Showing posts with label butterflies. Show all posts
Showing posts with label butterflies. Show all posts

Saturday, January 25, 2020

A taste of Spring



I am working on a new computer, trying to learn new skills to go with.
So, here are some butterflies for you to enjoy while I work out the bugs.....

Monday, August 27, 2018

We make pots and we grow butterflies





This happened this morning when I was taking pictures.
What a treat to be there at just the right time.
Cheers!

Sunday, August 12, 2018

Forever

It seems to have taken me forever to load this last kiln for a cone 6 firing.
Forever.
I was close yesterday afternoon, there is that thought of push it through, or waiting until the next day.
I waited.
I find if I push too hard I start getting clumsy and either make a mistake or drop something.
I dropped something.
Check out time.


 I was working on tiles and some of them are quicker than others.
 The one on the top I had done weeks ago, weeks ago, I just could not come to terms with the background glaze.When I am doing background glazes I don't want them to be the focus point, they are background to the work that I want to stand out. I bet I picked up that piece, thought about it and put it back no less than 50 times, possibly more. Finally I made a plan and stuck with it.
Fingers crossed it comes out the way I want. Then again I am not always the primary player on this. I take all the work apart, while it takes the customer to bring it to life for me.
There are times just getting it hung makes it look like what I am going after.

I am set to fire tomorrow.
We'll know after it's all done.

I have been keeping an eye on the garden off and on, and we are in the butterfly business once again.
These showed up on the parsley plant this time.
Now to see how many I can grow into full butterflies.

 Happy Sunday.
Do something kind this week.
I am going to do the same.


Saturday, July 21, 2018

A butterfly, a flower, a mug

A Black Swallowtail butterfly


A Flower

And
A mug



I hope you have had a great week, things are pretty nice around here with cooler mornings that are perfect for blueberry picking.
Then there is that butterfly.
And, the mug, traveling off to a new home.
No complaints, just a week to try to be a bit more centered.
Best,

Sunday, August 27, 2017

Sunday for a quick look





It's windy today,keeping this butterfly on her (maybe his) toes just trying to hang on to the flowers as they sway back and forth. He is tattered and torn, much like we all feel these days. Yet, he keeps right on going from one flower to the next with the same intensity of survival that we all have.

> Working data

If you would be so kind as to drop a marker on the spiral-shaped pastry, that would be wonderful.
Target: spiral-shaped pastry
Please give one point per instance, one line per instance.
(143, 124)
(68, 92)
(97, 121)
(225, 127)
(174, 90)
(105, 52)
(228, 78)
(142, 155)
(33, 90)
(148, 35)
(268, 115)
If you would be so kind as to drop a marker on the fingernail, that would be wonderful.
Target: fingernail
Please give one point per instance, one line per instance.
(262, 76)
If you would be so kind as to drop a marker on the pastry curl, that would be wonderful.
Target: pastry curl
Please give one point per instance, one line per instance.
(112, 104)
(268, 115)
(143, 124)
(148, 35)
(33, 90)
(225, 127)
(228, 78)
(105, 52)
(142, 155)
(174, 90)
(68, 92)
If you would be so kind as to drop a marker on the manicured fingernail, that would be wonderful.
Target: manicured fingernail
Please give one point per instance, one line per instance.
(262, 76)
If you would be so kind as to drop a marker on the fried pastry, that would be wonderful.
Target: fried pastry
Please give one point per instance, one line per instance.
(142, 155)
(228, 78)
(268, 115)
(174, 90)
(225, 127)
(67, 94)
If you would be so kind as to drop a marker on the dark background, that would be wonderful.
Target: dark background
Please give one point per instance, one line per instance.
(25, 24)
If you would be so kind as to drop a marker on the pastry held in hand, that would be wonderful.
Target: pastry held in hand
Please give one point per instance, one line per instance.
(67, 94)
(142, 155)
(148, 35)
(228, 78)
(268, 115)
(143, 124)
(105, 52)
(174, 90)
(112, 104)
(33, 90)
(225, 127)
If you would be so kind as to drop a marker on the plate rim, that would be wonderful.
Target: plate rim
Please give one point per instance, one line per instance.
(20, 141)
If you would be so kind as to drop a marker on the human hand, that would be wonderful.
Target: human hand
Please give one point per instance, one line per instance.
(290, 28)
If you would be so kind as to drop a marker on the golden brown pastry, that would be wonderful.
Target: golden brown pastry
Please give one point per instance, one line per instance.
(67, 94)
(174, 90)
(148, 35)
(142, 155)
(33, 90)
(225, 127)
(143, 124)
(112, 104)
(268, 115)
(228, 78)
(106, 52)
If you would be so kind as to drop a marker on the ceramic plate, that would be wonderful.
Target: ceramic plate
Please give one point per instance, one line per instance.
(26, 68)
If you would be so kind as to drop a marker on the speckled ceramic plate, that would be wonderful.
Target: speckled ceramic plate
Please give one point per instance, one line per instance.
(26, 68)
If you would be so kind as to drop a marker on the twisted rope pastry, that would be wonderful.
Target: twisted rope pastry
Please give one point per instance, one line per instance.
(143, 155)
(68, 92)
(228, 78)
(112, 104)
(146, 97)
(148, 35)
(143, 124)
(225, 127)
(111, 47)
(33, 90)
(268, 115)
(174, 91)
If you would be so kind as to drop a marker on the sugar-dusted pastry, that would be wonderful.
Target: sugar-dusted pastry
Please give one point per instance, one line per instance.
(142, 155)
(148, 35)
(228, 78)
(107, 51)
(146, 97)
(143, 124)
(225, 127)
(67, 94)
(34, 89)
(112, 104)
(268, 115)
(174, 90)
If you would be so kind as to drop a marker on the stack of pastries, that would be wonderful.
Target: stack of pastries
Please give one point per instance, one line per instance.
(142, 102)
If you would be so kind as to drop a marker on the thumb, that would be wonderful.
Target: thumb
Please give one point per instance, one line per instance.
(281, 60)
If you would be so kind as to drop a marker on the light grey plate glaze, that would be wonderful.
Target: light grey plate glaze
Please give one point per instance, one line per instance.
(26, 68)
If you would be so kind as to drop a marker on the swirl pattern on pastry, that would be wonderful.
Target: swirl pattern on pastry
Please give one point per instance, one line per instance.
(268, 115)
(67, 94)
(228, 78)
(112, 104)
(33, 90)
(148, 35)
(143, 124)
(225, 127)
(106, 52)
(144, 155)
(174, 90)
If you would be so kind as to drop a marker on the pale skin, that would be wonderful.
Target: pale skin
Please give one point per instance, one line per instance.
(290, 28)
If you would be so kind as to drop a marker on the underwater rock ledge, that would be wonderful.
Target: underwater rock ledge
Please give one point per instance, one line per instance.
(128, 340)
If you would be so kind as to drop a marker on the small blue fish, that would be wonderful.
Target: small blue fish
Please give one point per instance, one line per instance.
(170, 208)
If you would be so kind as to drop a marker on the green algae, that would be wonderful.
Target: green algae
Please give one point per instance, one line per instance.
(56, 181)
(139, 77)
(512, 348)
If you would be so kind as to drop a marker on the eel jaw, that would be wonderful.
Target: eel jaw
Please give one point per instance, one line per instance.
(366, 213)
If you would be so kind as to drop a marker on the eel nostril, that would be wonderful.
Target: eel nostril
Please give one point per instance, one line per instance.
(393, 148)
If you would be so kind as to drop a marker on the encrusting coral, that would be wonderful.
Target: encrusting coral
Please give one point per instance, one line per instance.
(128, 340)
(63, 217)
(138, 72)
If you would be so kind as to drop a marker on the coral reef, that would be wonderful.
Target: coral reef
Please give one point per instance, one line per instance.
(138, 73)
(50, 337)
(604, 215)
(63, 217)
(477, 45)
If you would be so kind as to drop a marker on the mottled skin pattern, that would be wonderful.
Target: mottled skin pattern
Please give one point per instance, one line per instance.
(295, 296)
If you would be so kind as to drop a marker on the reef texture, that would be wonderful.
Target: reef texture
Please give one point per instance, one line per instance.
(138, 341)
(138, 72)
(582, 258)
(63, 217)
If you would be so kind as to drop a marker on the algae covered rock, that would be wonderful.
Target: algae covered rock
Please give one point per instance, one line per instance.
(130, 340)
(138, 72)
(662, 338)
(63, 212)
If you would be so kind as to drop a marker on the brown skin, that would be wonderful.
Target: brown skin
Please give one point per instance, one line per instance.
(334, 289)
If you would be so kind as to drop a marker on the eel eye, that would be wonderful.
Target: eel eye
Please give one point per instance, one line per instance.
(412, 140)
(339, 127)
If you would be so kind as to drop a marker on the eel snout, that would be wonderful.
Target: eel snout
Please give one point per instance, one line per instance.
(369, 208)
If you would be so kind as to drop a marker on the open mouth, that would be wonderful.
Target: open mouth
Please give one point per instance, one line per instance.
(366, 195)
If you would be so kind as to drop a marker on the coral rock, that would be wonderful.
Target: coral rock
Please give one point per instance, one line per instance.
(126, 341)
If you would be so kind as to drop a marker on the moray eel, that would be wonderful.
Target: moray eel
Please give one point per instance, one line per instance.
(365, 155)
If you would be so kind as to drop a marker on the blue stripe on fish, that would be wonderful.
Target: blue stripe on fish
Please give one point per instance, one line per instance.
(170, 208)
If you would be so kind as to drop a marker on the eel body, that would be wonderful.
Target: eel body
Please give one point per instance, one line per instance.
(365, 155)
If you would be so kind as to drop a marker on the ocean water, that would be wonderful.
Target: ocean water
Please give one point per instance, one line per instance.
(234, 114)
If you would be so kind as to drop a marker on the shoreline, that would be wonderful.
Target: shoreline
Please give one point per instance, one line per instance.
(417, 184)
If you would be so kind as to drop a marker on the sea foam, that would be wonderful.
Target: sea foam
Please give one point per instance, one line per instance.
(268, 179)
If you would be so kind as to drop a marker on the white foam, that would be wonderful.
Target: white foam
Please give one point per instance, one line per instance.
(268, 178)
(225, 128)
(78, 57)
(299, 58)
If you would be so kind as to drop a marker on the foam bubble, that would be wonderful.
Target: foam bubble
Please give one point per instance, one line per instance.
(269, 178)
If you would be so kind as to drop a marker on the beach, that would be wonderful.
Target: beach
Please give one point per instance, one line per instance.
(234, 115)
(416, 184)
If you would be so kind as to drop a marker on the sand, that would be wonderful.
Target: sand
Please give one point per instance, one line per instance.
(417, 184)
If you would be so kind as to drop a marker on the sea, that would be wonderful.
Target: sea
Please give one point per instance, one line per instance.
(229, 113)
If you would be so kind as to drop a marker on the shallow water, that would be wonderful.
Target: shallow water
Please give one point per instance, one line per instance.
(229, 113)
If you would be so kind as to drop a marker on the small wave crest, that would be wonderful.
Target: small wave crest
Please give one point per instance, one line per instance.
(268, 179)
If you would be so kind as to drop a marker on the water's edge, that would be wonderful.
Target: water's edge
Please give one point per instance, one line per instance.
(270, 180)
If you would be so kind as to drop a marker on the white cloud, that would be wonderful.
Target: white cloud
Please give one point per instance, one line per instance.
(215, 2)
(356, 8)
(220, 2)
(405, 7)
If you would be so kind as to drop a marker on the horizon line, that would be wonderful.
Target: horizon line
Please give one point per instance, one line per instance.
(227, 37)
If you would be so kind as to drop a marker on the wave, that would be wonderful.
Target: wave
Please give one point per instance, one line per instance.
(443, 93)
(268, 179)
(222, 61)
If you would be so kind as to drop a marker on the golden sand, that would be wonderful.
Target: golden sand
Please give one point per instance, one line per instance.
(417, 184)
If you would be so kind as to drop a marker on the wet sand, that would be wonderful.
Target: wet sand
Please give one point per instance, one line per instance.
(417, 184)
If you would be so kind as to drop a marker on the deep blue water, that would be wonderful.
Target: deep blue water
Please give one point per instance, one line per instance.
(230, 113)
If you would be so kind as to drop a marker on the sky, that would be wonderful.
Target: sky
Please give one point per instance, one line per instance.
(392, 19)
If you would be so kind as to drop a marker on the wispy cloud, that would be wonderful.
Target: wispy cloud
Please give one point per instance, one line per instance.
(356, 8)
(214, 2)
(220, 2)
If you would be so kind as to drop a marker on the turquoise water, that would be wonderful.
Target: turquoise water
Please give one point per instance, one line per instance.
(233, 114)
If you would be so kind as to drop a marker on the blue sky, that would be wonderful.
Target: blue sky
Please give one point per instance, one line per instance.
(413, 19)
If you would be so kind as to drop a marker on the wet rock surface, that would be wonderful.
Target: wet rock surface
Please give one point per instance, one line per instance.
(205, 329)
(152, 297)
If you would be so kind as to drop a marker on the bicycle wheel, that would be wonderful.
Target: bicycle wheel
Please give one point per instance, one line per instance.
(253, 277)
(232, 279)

> Written request 1
Tally the lines in the records that contain the word "fried", and reply with the number alone.
> Written request 2
Carry on the pottery and butterfly blog from its last sentence onward.

> Task answer 1
2

> Task answer 2
Take a breathe, hang on, be smart and be safe.
Unloading the kiln in the morning, more pictures to come.
M

Monday, August 29, 2016

Oh, we are still here

 We had a visit from one of the next generation and needed to do some fishing, chase some butterflies, hang at the park, go to the zoo.
Now I am back in the studio.
Pots are coming.
Meanwhile, enjoy the butterflies.




Coffee at the mud cafe, NC zoo.

M

Monday, September 30, 2013

Finding October

 In the blink of an eye we roll right past another month, landing fully into fall.

It is cider and pumpkin time.
Cool days and even cooler nights.
Hay rides, hot chocolate, apples and sweater time.
It is the weather where a potter turns the page of the calendar and goes into a full blown panic attack.
Really, fall is here, how dare fall come calling when I was not looking.

I am thankful that this year we made a choice to work earlier in the year just a bit harder. We have been stocking back a few pots out of each firing and making ourselves a bit of inventory.
Inventory you say? What's that?

I think we would all like to work on the theory that each kiln load fired magically sells as soon as it is unloaded. But, in the times that we are living today that is just not the possibility or reality.
So, instead we cleared some room in the work area to store pots as they came out of the kiln.
Fired and ready inventory. What a concept.

We will be working the next  few weeks on  a late October and maybe a mid November firing.
Pots are on track to start tomorrow.

Mark has been putting some time in painting some hollow core doors that we plan to use for displaying tiles at the November show.
In case you can get to Seagrove put this down as a must be weekend.
The Seagrove Potters get together on the weekend before thanksgiving and set up at what was the Luck's Bean factory in Seagrove NC, pop over to the website for more information. You need to go ahead and buy your ticket for the Friday night Gala. Get them while you can.

Our booth number is b18 this year come find us.


Maybe in January I can spin a coccoon of silk.


Tuesday, September 24, 2013

The other day it turned fallish


 Fall is in the air.
The last few times we have gone to walk it has been so cool that I am pulling on a sweatshirt and happy to have it.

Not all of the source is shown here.